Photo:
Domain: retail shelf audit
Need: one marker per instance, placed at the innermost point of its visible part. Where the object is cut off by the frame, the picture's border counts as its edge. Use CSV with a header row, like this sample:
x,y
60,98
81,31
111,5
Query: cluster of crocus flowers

- - -

*What you are asked to do*: Rewrite the entries with every "marker" changed to "dot", keeping everything else the same.

*Worked answer*:
Photo:
Domain: retail shelf audit
Need: one dot per instance, placed at the innermost point of its visible part. Where the object is cut off by the frame, the picture's border counts as its edge. Use CSV with a header row, like this sample:
x,y
60,98
81,31
111,5
Query: cluster of crocus flowers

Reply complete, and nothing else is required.